«Рисунки членов на заборе ни у кого вопросов не вызывают». Об искусстве и феминизме
Ɔ. Вы стали лицом женского протеста в России. Власть это понимает? Осознает, что каждое новое дело, обыск у вас дома лишь делает вас еще популярнее?
Полиция, ФСБ, местная администрация — в общем, все, кто занимается моим делом, не верят в то, что люди искренне заступаются за меня. Они ничего не знают о таком понятии, как женская солидарность. Им это чуждо. По их мнению, все мои сторонники работают на деньги Госдепа. Правда, все, кому я рассказываю об этом, с иронией интересуются, когда же они эти деньги наконец получат. Поверить в то, что женщины могут решиться выйти с пикетами ради другой женщины, ради отстаивания идеи свободы тела и свободы выбора, наши власти не способны. Для них единственное разумное объяснение такого общественного резонанса заключается в том, что эта поддержка проплачена.
Ɔ. Можно ли сказать, что мужчины-силовики, мужчины во власти боятся женщин?
Мне кажется, многие мужчины в принципе, независимо от занимаемой должности, многого боятся. И сильные женщины — один из их главных страхов. Каждый раз, когда я иду в полицию, мне приходится собираться с духом — я готовлюсь к очередному проявлению тотального неуважения. А вот если меня сопровождает мужчина-адвокат, все сразу становятся вежливыми и добрыми. Но у меня нет ответа, почему им так страшно. Одно я знаю точно: не было бы страха — не было бы и дела.
Ɔ. Женщины, феминистские и ЛГБТ-сообщества вас поддерживают, а «белые цисгендерные гетеросексуальные мужчины»?
Белые цисгендерные мужчины тоже входят в ряды сторонников движения #заЮлю, но они в меньшинстве. В любом случае меня это приятно удивляет, каждый комментарий со словами поддержки от таких мужчин — большое событие, особенно в ситуации мужской закоснелости взглядов.
Ɔ. Вас привлекают к уголовной ответственности за распространение порнографии, при этом упоминается ваш проект «Женщина — не кукла», посвященный бодипозитиву. Каким образом наивные рисунки с настоящими женщинами, у которых есть волосы на лобке и бывают растяжки на коже, превратились в порно?

=====

ЗАДАНИЕ A ->
Ответьте коротко по тексту об искусстве и феминизме:
(i) Какое объяснение общественного резонанса власти считают единственным разумным?
(ii) Что происходит в полиции, если туда приходят вместе с мужчиной-адвокатом?
(iii) Как называется проект, посвященный бодипозитиву?

ИСХОДНЫЕ ЗАПИСИ ->
=====

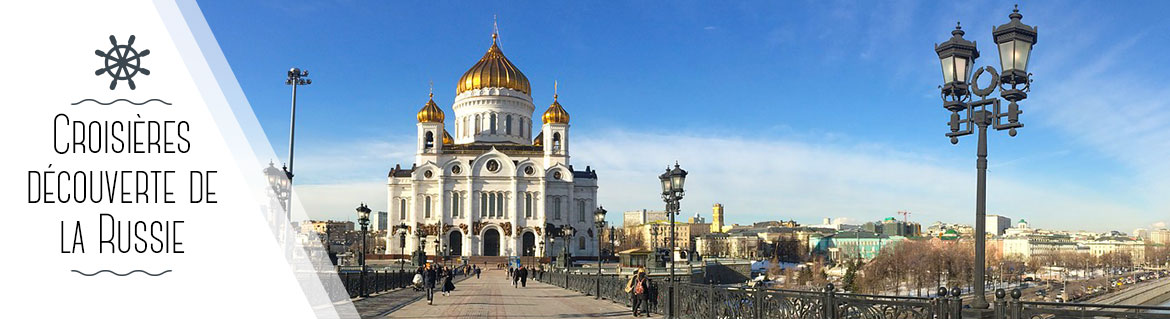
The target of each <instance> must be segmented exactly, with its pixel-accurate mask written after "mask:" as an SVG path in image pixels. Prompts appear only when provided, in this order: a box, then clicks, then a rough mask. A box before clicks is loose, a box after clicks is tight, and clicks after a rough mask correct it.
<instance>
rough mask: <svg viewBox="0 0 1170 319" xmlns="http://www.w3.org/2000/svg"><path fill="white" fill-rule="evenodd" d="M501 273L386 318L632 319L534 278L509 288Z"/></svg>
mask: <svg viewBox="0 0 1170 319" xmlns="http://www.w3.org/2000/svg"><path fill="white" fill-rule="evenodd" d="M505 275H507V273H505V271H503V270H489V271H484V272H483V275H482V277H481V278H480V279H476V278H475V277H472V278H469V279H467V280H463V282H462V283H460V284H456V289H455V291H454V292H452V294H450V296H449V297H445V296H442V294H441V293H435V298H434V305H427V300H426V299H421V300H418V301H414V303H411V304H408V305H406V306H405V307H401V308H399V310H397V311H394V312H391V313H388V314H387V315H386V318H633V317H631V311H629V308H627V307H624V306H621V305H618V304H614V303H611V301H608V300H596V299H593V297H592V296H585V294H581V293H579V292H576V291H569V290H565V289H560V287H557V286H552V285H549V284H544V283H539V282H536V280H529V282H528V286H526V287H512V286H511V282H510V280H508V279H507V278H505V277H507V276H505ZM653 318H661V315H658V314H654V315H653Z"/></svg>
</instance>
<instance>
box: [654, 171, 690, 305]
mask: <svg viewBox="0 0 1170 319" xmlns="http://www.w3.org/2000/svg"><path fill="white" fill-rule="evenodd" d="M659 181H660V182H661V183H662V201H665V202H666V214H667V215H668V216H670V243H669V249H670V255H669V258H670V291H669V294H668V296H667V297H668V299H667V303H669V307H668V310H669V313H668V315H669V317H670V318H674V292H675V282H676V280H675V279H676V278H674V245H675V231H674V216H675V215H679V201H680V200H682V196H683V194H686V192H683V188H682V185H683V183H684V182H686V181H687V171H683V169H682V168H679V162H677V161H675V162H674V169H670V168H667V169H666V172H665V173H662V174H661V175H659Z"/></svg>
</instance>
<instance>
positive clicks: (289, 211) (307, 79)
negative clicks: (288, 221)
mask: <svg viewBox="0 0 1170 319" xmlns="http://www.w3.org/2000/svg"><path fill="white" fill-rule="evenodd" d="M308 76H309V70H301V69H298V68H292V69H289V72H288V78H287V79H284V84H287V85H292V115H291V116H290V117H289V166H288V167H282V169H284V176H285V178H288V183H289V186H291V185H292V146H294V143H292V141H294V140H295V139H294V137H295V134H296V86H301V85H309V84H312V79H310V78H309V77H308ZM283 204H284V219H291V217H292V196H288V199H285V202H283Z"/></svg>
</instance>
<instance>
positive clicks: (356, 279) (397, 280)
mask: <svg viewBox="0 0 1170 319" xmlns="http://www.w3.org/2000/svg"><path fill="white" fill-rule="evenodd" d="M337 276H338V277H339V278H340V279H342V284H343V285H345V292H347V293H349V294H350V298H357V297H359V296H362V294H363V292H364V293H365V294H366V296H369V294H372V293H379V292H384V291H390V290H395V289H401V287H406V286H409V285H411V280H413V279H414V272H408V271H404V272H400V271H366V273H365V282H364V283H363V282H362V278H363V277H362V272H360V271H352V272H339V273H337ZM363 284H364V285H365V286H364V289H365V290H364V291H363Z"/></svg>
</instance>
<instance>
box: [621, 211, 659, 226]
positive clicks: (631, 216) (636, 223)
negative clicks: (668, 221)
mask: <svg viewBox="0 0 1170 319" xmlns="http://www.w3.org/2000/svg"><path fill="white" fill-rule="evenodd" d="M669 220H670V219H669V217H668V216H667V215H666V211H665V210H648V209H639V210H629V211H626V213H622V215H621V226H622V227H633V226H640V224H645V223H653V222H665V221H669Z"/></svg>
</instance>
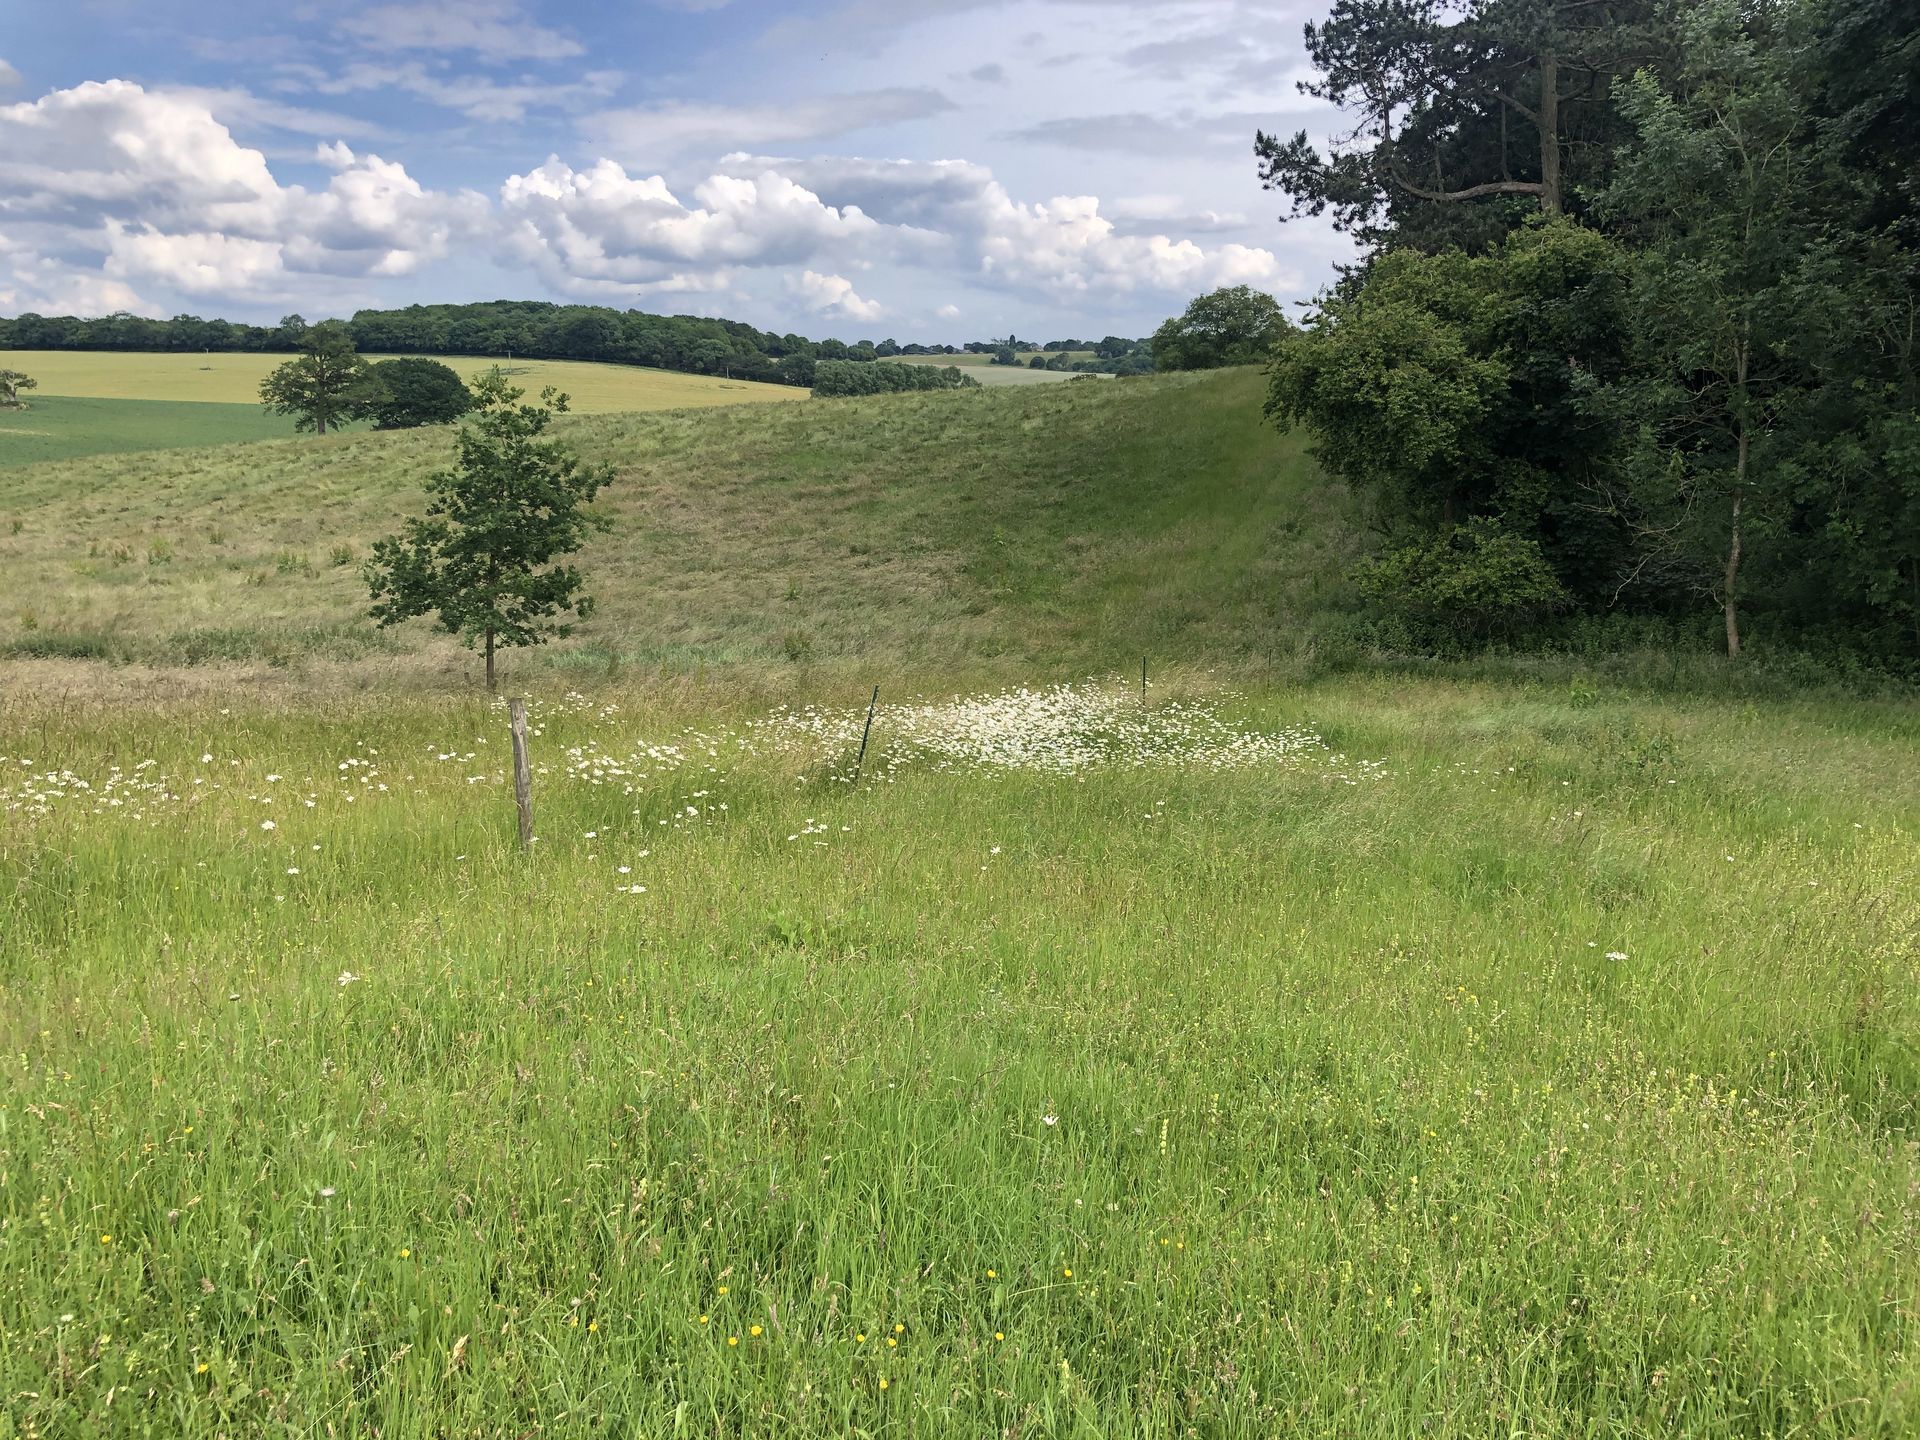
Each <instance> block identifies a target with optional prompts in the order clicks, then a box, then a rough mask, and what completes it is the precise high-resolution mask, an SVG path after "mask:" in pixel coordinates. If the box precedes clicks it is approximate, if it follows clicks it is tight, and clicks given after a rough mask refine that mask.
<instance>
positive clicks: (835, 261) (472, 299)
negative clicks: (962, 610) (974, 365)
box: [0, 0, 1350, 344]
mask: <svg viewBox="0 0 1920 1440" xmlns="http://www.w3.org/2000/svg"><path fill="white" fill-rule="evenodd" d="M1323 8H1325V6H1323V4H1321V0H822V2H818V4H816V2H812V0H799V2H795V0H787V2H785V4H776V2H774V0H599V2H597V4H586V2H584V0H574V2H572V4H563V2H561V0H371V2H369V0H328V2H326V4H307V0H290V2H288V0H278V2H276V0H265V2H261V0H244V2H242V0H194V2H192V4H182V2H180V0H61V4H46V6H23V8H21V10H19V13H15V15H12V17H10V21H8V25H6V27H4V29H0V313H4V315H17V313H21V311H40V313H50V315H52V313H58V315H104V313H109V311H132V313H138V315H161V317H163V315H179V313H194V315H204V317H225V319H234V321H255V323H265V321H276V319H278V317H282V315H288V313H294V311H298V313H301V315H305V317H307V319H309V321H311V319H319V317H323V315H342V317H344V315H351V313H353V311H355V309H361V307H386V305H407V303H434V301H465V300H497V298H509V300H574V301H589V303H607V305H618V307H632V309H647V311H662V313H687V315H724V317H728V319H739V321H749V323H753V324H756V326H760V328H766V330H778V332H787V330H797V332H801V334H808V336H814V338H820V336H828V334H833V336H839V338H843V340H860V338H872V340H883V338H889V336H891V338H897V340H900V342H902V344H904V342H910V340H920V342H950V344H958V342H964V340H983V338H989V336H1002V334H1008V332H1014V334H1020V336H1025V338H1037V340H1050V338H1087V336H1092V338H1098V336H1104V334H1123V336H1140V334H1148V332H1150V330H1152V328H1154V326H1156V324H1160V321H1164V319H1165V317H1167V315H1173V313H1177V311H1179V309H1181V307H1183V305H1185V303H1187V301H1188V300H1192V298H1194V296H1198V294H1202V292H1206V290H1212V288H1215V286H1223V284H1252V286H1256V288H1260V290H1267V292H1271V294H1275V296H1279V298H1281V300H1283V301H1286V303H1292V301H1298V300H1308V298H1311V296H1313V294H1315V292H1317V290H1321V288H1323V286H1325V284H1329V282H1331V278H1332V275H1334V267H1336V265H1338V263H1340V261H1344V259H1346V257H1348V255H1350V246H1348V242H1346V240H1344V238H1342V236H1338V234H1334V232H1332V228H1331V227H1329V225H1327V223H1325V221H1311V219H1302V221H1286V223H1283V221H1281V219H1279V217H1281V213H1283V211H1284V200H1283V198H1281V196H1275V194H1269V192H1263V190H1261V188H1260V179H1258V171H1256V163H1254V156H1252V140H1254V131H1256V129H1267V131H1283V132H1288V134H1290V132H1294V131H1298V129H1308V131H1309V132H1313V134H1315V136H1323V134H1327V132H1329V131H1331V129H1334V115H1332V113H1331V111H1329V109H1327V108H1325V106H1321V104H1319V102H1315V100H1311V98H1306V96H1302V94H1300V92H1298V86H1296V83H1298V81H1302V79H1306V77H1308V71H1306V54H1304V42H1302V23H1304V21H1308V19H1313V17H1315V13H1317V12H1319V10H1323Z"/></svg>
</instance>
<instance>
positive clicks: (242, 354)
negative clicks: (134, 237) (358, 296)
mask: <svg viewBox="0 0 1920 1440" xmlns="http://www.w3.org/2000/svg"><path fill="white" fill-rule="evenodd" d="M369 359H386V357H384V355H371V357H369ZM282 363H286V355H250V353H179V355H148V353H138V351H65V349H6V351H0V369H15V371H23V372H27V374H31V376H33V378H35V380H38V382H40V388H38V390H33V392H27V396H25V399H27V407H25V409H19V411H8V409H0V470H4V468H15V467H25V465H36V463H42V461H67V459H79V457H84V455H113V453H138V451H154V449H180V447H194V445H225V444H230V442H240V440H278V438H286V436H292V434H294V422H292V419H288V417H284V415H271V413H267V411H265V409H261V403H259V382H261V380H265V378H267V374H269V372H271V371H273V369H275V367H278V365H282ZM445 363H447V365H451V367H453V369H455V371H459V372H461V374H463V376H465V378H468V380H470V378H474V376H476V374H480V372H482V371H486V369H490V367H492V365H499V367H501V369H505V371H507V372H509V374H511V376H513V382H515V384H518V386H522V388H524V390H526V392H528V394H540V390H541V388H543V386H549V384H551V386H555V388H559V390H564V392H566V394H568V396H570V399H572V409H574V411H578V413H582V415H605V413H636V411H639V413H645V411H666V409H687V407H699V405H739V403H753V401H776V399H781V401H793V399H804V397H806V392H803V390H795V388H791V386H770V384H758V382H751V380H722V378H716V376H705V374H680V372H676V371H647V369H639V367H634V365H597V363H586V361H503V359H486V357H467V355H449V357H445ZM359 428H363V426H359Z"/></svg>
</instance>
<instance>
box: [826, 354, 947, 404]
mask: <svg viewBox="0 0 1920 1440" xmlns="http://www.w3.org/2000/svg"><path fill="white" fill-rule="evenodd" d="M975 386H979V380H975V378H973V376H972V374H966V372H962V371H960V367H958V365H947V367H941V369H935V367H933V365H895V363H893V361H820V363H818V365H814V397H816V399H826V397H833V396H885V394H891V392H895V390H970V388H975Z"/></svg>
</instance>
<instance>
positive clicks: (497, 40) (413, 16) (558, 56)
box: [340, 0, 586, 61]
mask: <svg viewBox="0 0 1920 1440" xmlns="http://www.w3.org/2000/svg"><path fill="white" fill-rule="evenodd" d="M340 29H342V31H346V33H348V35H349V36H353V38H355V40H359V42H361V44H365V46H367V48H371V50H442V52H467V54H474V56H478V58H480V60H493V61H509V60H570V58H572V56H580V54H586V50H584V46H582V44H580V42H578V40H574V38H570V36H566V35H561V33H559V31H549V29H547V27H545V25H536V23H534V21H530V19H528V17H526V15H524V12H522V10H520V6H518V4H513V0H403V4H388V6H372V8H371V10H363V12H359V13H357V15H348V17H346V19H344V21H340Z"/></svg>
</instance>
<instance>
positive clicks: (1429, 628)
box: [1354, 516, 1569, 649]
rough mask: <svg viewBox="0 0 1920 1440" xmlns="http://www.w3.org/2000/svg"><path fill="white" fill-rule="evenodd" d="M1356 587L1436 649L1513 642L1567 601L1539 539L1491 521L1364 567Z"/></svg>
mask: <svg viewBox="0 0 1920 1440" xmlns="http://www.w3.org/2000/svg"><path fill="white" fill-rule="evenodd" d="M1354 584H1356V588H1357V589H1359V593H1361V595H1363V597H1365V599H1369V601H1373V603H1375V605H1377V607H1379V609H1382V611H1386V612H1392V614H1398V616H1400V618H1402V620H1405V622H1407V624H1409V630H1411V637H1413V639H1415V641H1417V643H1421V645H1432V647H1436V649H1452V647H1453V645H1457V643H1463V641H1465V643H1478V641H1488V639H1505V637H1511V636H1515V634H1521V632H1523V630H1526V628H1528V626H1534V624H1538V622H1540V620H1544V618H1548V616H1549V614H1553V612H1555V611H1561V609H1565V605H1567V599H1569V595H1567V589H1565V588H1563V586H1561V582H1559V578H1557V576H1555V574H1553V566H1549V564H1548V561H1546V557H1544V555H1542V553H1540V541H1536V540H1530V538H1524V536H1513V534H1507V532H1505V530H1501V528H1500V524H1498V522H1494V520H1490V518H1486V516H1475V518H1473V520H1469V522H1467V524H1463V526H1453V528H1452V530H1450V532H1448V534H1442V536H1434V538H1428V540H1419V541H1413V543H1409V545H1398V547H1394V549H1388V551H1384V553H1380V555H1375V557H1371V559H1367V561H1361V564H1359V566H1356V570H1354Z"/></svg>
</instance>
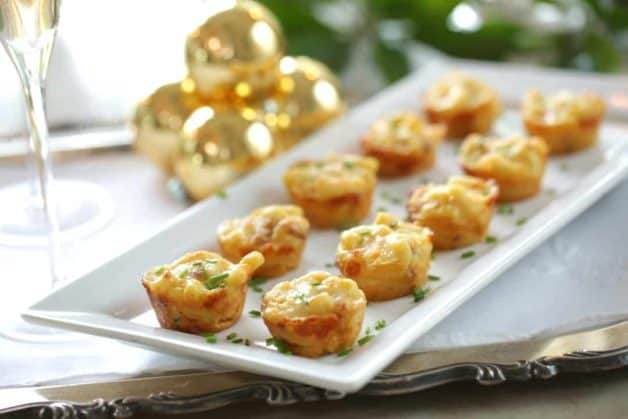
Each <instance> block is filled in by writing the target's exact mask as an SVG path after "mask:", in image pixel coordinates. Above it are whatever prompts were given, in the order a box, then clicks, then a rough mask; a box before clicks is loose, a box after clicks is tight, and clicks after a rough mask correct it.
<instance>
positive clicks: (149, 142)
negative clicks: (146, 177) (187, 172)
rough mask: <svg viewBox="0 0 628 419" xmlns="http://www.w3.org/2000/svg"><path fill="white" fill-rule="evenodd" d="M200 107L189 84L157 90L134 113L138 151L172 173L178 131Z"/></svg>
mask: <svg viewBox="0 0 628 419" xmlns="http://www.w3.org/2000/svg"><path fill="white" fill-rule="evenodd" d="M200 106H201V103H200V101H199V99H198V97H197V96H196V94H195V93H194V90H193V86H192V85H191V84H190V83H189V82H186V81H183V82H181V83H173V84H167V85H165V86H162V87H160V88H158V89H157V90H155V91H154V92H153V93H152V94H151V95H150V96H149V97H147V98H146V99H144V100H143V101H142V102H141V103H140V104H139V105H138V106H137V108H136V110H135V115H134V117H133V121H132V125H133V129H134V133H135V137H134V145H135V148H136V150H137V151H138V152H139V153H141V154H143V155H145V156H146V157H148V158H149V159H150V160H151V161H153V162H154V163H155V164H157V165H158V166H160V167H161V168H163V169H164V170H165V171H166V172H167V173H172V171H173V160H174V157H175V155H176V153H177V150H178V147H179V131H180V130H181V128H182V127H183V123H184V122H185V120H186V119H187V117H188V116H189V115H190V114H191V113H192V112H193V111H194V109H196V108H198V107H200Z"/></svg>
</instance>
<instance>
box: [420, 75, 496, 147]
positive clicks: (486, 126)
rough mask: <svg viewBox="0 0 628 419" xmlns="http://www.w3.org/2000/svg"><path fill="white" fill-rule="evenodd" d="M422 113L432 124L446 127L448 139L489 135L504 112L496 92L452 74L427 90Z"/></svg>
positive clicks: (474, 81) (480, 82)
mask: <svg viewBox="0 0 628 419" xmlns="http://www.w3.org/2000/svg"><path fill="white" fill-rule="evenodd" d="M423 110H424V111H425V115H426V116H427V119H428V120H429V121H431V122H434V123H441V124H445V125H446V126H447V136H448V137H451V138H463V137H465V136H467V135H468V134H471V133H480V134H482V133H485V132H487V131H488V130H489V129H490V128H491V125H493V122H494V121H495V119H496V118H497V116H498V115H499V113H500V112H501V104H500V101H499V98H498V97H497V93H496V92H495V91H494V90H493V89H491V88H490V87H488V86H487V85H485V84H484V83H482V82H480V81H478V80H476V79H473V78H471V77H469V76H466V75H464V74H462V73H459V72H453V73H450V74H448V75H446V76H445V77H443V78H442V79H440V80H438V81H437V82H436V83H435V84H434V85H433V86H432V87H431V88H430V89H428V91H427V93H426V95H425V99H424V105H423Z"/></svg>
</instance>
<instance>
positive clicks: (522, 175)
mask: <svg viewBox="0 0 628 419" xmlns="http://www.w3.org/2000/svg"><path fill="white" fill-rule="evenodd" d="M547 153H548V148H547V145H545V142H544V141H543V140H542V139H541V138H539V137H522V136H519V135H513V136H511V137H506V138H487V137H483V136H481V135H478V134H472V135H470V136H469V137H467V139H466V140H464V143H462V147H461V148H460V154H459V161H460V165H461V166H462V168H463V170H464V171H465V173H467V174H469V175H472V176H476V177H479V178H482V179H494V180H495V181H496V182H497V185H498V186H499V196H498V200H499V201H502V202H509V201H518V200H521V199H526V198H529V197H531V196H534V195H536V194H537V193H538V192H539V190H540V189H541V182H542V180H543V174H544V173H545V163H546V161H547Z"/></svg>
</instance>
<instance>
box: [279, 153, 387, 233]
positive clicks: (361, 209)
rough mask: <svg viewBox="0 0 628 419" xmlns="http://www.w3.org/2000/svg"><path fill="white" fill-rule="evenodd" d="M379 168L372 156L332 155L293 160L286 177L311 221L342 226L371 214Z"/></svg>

=====

ЗАДАНИЕ B -> Выпишите из записей все строки, где встречается строка «negative», с учетом регистра.

ПОЛЕ ОТВЕТА A ->
(i) Что эта поддержка проплачена.
(ii) Все сразу становятся вежливыми и добрыми.
(iii) «Женщина — не кукла».

ПОЛЕ ОТВЕТА B ->
negative clicks: (288, 221)
negative clicks: (668, 221)
negative clicks: (962, 610) (974, 365)
negative clicks: (134, 237) (358, 296)
negative clicks: (146, 177) (187, 172)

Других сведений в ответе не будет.